Na capital da Beira Baixa, ficou a residir na Casa da Lousa, do seu amigo Manuel Vaz Preto Giraldes, e ali desenvolveu numerosas ações para o estabelecimento de uma rede de escolas primárias e do ensino liceal e promoveu a fundação do Asilo da Infância Desvalida, que iniciou a sua atividade em 1866.
Em 1868, foi eleito pela quarta vez deputado pelo Partido Histórico, pelo círculo de Idanha-a-Nova, pelo que logo em janeiro desse ano deixou as suas funções de governador civil e regressou a Lisboa. Mas logo no ano seguinte, regressou a Castelo Branco, para casar com Júlia Vaz Preto Giraldes, meia-irmã do seu velho amigo Manuel Giraldes, mas também para reassumir funções como governador civil, em dezembro, lugar que abandona em junho de 1870.
Afastado da política ativa entre 1869 e 1877, recolhido na Casa da Lousa, dedicou- se às letras, especialmente ao romance histórico O Castelo de Monsanto, que viria a ser publicado em 1879 e que mereceu elogios públicos de Camilo Castelo Branco e Manuel Pinheiro Chagas. Não deixou, no entanto, de participar na vida do partido, sendo um dos promotores do Pacto da Granja, que em 1876 levará à fusão de Históricos e Reformistas e à formação do Partido Progressista, a que Guilhermino de Barros adere de imediato.

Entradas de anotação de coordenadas
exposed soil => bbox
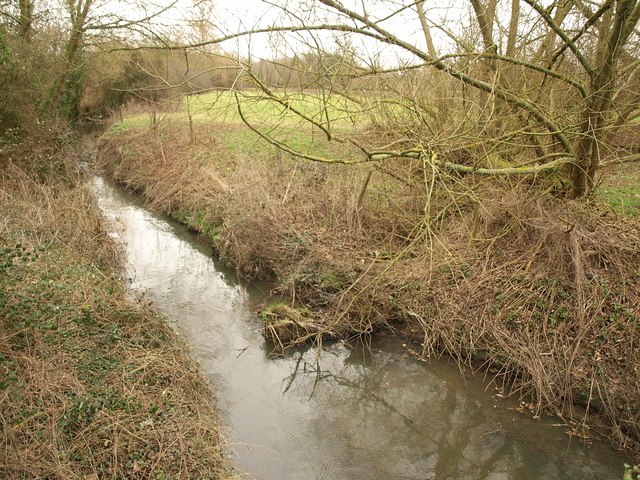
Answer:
[0,130,235,479]
[100,124,640,455]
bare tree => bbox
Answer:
[195,0,640,197]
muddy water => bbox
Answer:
[95,179,625,480]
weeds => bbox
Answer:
[0,128,233,479]
[101,109,640,458]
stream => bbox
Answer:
[94,177,626,480]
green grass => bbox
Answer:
[600,184,640,217]
[598,165,640,217]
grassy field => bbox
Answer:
[0,130,234,480]
[100,87,640,462]
[598,165,640,218]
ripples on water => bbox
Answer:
[95,178,625,480]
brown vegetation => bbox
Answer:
[0,129,233,479]
[100,123,640,458]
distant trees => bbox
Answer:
[224,0,640,197]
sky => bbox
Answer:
[184,0,468,66]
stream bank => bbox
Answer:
[99,121,640,458]
[96,174,625,480]
[0,126,237,480]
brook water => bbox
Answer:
[95,178,625,480]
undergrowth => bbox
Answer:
[0,124,233,479]
[100,118,640,460]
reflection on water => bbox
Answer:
[95,179,625,480]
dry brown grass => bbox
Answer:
[101,120,640,458]
[0,128,233,479]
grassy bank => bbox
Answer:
[0,130,233,479]
[100,94,640,462]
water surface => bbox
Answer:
[95,178,625,480]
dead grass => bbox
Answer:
[0,127,233,479]
[100,119,640,454]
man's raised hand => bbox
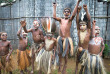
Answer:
[20,20,26,27]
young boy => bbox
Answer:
[0,32,13,74]
[53,0,81,74]
[17,23,30,74]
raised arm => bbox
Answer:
[20,20,32,33]
[76,6,82,30]
[6,41,13,62]
[17,26,22,39]
[83,5,91,29]
[53,3,61,21]
[70,0,81,21]
[100,39,105,56]
[40,30,44,41]
[92,20,96,38]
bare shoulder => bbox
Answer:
[39,29,42,32]
[6,41,11,44]
[87,29,91,33]
[52,37,57,41]
[44,36,47,39]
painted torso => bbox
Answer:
[88,37,104,54]
[78,29,91,50]
[60,19,72,37]
[45,39,55,51]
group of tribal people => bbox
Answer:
[0,0,106,74]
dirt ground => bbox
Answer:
[3,53,110,74]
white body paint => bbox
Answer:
[89,37,103,45]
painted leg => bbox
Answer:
[79,66,84,74]
[47,56,52,74]
[31,49,35,74]
[39,70,42,74]
[0,69,1,74]
[58,54,62,72]
[25,68,29,72]
[20,70,24,74]
[10,71,12,74]
[62,55,68,74]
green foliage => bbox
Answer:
[103,44,109,56]
[26,42,31,49]
[0,0,13,3]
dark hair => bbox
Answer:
[0,31,6,35]
[63,8,71,13]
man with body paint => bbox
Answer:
[53,0,81,74]
[75,5,91,74]
[79,21,106,74]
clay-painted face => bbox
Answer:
[95,26,100,35]
[23,33,27,38]
[47,34,52,40]
[33,21,39,29]
[79,22,87,31]
[1,33,7,41]
[63,9,71,19]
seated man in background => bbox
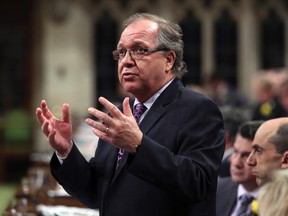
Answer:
[216,121,262,216]
[247,117,288,185]
[218,107,248,177]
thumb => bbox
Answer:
[123,97,133,116]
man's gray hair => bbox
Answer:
[122,13,187,78]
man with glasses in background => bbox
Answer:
[36,13,225,216]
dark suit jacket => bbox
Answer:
[216,177,238,216]
[51,79,225,216]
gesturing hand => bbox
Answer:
[36,100,72,157]
[86,97,143,152]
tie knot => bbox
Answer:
[240,194,254,205]
[133,103,147,123]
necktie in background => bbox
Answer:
[116,103,147,169]
[236,194,254,216]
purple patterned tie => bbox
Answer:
[236,194,254,216]
[116,103,147,169]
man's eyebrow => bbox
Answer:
[252,143,262,149]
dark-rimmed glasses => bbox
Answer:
[112,47,168,61]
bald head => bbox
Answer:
[247,117,288,185]
[254,117,288,153]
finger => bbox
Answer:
[41,100,53,119]
[42,121,50,137]
[99,97,122,119]
[35,107,45,125]
[62,103,70,123]
[123,97,133,116]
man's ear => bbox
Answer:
[165,50,176,72]
[281,151,288,169]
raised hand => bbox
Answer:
[36,100,72,157]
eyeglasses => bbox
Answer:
[112,47,168,61]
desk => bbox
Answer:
[4,159,99,216]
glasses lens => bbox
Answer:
[112,50,119,60]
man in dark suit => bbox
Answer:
[36,14,225,216]
[216,121,262,216]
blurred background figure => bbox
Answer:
[216,121,262,216]
[251,72,287,120]
[219,107,248,177]
[258,169,288,216]
[247,117,288,185]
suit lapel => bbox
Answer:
[112,78,183,183]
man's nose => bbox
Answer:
[246,152,256,166]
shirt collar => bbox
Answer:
[237,184,259,200]
[133,78,175,110]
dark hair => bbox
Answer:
[239,121,264,141]
[122,13,187,78]
[267,123,288,154]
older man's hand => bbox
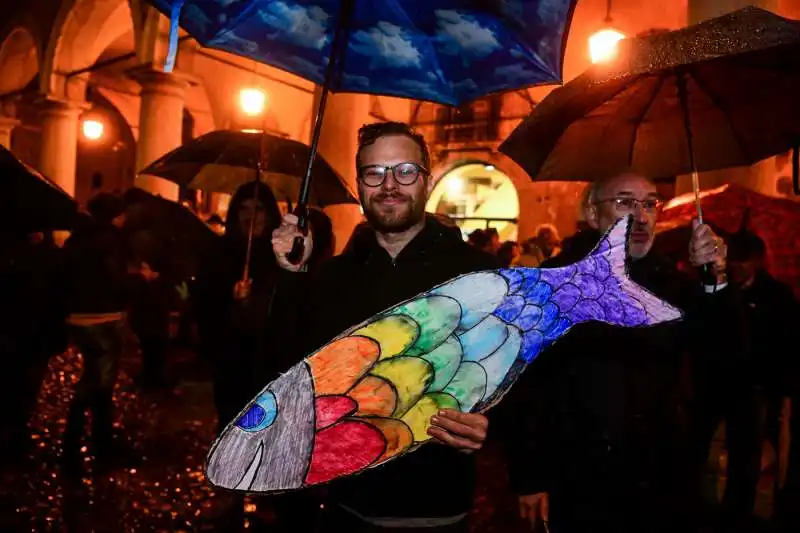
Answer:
[428,409,489,453]
[689,219,728,281]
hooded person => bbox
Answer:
[193,182,320,531]
[193,182,281,428]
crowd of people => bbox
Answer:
[0,122,800,533]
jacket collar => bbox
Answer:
[345,217,463,264]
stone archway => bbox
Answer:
[431,151,586,241]
[0,24,40,151]
[41,0,136,97]
[0,26,39,96]
[75,88,136,205]
[426,159,520,240]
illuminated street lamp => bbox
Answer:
[589,0,625,63]
[589,28,625,63]
[447,176,464,196]
[81,118,104,141]
[239,88,267,117]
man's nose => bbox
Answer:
[633,202,649,224]
[381,169,397,191]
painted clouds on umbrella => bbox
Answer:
[153,0,574,105]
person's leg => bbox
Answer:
[62,326,100,473]
[91,322,124,456]
[722,385,763,531]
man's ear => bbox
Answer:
[583,204,600,229]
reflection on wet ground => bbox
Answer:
[0,350,524,533]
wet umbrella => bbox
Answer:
[500,7,800,195]
[149,0,575,258]
[124,188,219,283]
[0,146,80,233]
[141,130,358,207]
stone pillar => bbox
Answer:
[130,68,191,200]
[0,116,19,150]
[38,98,86,197]
[316,90,370,254]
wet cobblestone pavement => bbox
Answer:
[0,352,525,533]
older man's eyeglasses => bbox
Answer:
[358,163,428,187]
[595,196,661,213]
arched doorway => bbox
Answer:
[426,162,519,241]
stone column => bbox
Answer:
[311,89,370,254]
[130,67,191,200]
[38,98,86,197]
[0,115,19,150]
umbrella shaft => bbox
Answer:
[692,170,703,224]
[675,69,703,224]
[297,0,355,229]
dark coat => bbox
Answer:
[191,183,289,427]
[288,215,497,518]
[64,218,131,313]
[499,232,740,531]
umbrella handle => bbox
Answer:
[286,204,308,265]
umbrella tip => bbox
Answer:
[164,0,185,72]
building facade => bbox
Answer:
[0,0,800,248]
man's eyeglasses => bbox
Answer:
[358,163,428,187]
[595,196,661,212]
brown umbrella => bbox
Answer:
[500,7,800,197]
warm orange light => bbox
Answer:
[239,88,267,117]
[589,28,625,63]
[81,119,104,141]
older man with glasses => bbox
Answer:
[272,122,498,533]
[500,173,741,533]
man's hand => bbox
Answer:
[689,219,728,278]
[233,279,253,301]
[428,409,489,453]
[272,213,314,272]
[519,492,550,533]
[139,261,160,282]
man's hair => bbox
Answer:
[356,122,431,172]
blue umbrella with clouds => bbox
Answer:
[145,0,576,258]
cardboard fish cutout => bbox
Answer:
[206,218,681,492]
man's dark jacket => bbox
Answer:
[288,214,497,518]
[499,228,740,531]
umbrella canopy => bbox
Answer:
[0,146,80,233]
[149,0,575,105]
[500,7,800,181]
[656,185,800,297]
[124,188,219,283]
[141,130,358,206]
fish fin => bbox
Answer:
[571,215,683,327]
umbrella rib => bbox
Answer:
[628,72,667,167]
[689,70,750,161]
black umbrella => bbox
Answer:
[0,146,80,233]
[500,7,800,197]
[124,188,219,283]
[141,130,358,207]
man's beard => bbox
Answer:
[361,193,425,233]
[628,222,653,260]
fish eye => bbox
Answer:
[236,391,278,432]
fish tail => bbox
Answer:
[571,216,683,327]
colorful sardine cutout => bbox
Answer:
[206,215,681,492]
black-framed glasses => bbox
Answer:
[595,196,661,212]
[358,162,428,187]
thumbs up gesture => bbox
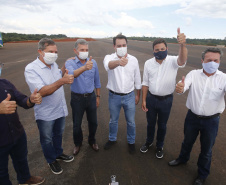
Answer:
[177,28,186,44]
[0,94,17,114]
[176,76,185,94]
[85,56,93,70]
[30,88,42,104]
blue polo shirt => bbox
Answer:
[24,58,68,121]
[65,56,101,94]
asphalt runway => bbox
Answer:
[0,39,226,185]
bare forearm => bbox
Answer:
[39,78,64,97]
[178,44,188,66]
[108,60,120,69]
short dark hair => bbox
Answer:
[152,38,167,49]
[38,38,56,51]
[202,48,223,60]
[113,33,128,46]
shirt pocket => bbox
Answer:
[209,89,223,101]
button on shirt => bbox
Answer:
[142,55,185,96]
[103,53,141,93]
[24,58,68,121]
[65,56,101,94]
[0,79,29,147]
[184,69,226,116]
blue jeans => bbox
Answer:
[108,91,136,144]
[71,92,97,146]
[179,110,220,179]
[36,117,65,163]
[146,92,173,148]
[0,132,31,185]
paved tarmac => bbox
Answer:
[0,39,226,185]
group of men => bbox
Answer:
[0,28,226,185]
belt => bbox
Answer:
[71,91,93,97]
[189,110,220,119]
[148,91,173,100]
[109,90,131,96]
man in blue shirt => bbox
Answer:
[65,39,101,155]
[0,63,45,185]
[25,38,74,174]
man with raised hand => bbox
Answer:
[169,48,226,185]
[65,39,101,155]
[103,34,141,154]
[24,38,74,174]
[0,63,45,185]
[140,28,187,159]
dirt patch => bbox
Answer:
[7,38,96,43]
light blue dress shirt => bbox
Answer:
[65,56,101,94]
[24,58,68,121]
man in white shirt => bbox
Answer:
[169,48,226,185]
[103,34,141,154]
[140,28,187,159]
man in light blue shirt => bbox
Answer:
[65,39,101,155]
[24,38,74,174]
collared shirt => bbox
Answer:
[65,56,101,94]
[24,58,68,121]
[184,69,226,116]
[0,79,30,147]
[103,53,141,93]
[142,55,186,96]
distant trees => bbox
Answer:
[128,36,226,46]
[2,33,67,43]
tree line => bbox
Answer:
[128,37,226,46]
[2,32,67,43]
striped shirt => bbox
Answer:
[24,58,68,121]
[142,55,185,96]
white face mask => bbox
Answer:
[116,47,127,57]
[78,52,89,60]
[43,52,58,65]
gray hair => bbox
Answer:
[75,39,88,50]
[38,38,56,51]
[202,48,223,60]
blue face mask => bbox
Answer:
[202,61,220,74]
[154,49,167,60]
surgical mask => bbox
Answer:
[202,61,220,74]
[78,52,89,60]
[116,47,127,57]
[43,52,58,65]
[154,49,167,60]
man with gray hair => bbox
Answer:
[169,48,226,185]
[65,39,101,155]
[24,38,74,174]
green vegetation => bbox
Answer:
[2,32,67,43]
[128,37,226,46]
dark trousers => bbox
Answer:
[179,110,220,179]
[146,93,173,148]
[0,132,31,185]
[71,92,97,146]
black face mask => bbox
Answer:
[154,49,167,60]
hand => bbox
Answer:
[96,97,100,108]
[30,88,42,104]
[119,57,128,67]
[176,76,185,93]
[0,94,17,114]
[62,69,74,84]
[141,101,148,112]
[135,95,140,105]
[177,28,186,44]
[85,56,93,70]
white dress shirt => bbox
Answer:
[184,69,226,116]
[103,53,141,93]
[142,55,186,96]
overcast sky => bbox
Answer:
[0,0,226,39]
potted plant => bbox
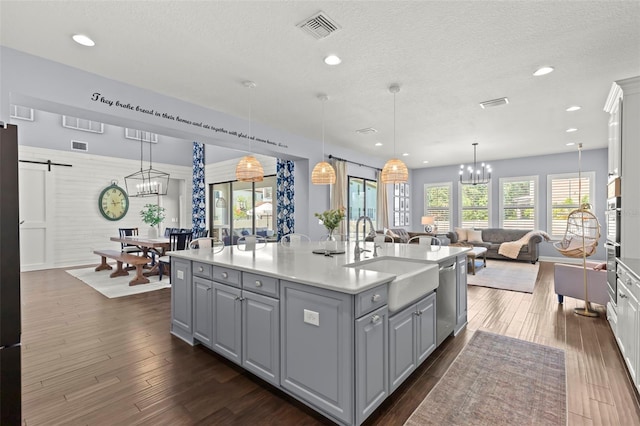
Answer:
[140,204,165,238]
[314,207,345,241]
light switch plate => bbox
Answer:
[304,309,320,327]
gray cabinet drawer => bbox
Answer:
[356,284,387,318]
[211,266,240,288]
[193,262,213,280]
[242,272,280,298]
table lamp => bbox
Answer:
[422,216,438,234]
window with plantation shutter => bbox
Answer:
[460,184,491,228]
[500,176,538,229]
[547,172,596,238]
[424,182,452,233]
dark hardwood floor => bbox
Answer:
[22,263,640,426]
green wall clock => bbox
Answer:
[98,183,129,220]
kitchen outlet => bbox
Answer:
[304,309,320,327]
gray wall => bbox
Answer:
[411,148,607,260]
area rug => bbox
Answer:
[405,331,566,426]
[467,259,540,293]
[65,265,171,299]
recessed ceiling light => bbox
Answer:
[533,67,553,77]
[71,34,96,47]
[324,55,342,65]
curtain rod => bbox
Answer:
[329,154,382,172]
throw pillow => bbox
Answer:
[467,229,484,243]
[455,228,468,241]
[593,262,607,271]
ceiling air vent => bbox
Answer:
[480,98,509,109]
[71,141,89,152]
[297,11,341,40]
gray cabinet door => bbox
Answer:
[389,305,417,392]
[242,291,280,386]
[171,258,193,344]
[193,276,213,347]
[416,294,436,366]
[280,281,355,424]
[211,282,242,364]
[454,254,467,334]
[356,306,389,424]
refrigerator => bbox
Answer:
[0,122,22,426]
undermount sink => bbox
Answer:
[345,257,439,312]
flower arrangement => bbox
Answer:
[140,204,165,226]
[314,207,345,234]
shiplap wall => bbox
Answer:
[19,145,192,268]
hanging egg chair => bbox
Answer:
[553,203,600,258]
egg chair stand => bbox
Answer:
[553,144,600,317]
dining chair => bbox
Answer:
[236,235,267,251]
[158,232,193,282]
[280,232,311,248]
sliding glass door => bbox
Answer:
[347,177,378,239]
[209,176,277,245]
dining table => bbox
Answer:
[110,235,170,276]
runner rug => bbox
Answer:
[405,331,566,426]
[65,265,171,299]
[467,259,540,293]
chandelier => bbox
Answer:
[311,95,336,185]
[460,142,491,185]
[124,131,169,197]
[380,84,409,183]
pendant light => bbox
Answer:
[311,94,336,185]
[380,84,409,183]
[236,81,264,182]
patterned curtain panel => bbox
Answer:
[191,142,207,238]
[276,158,295,240]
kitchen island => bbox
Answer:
[170,242,468,425]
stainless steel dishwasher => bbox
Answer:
[436,258,456,346]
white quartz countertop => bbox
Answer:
[169,242,469,294]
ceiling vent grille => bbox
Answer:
[71,141,89,152]
[480,98,509,109]
[297,11,341,40]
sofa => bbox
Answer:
[447,228,543,264]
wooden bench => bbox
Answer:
[93,250,151,285]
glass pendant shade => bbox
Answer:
[311,161,336,185]
[236,155,264,182]
[380,158,409,183]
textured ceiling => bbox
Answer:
[0,0,640,168]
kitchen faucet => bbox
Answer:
[353,216,375,261]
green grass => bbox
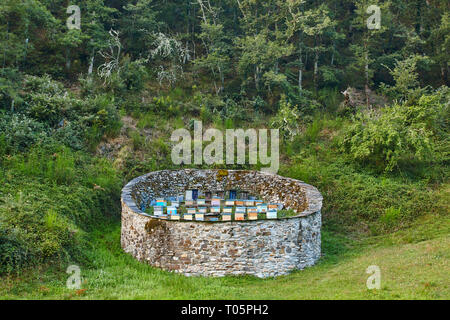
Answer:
[0,216,450,299]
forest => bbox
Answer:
[0,0,450,299]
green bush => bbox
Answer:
[341,96,448,171]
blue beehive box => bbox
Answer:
[222,212,231,221]
[266,209,278,219]
[211,207,220,213]
[256,203,267,213]
[211,197,221,207]
[235,207,247,213]
[156,198,167,207]
[167,206,177,215]
[223,207,233,214]
[153,206,164,216]
[195,212,205,221]
[244,200,255,207]
[183,213,194,220]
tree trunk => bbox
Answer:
[298,51,303,95]
[88,50,95,75]
[364,46,369,107]
[314,50,319,92]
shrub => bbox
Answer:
[272,97,299,140]
[341,96,444,171]
[0,114,48,152]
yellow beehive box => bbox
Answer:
[248,212,258,220]
[234,213,245,221]
[195,212,205,221]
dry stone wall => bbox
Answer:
[121,169,322,278]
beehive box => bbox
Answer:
[266,210,278,219]
[211,207,220,213]
[167,206,177,215]
[206,214,219,222]
[223,207,233,214]
[195,212,205,221]
[236,207,247,213]
[156,198,167,207]
[257,203,267,213]
[222,212,231,221]
[234,213,245,221]
[153,206,164,216]
[244,200,255,207]
[247,212,258,220]
[225,200,235,206]
[247,207,258,213]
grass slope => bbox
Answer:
[0,216,450,299]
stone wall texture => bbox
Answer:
[121,169,322,278]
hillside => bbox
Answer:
[0,0,450,299]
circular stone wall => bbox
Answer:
[121,169,322,278]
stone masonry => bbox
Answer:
[121,169,322,278]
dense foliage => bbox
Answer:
[0,0,450,273]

*INSTRUÇÕES E REQUISITOS*. Explique, por favor, em uma a três frases, por que razão Guilhermino de Barros deixou as funções de governador civil em janeiro de 1868, segundo o texto sobre a sua vida. As linhas não têm qualquer relação com o texto.

*RESULTADO*. Em 1868 foi eleito pela quarta vez deputado pelo Partido Histórico, pelo círculo de Idanha-a-Nova. Por isso, logo em janeiro desse ano, deixou as funções de governador civil e regressou a Lisboa.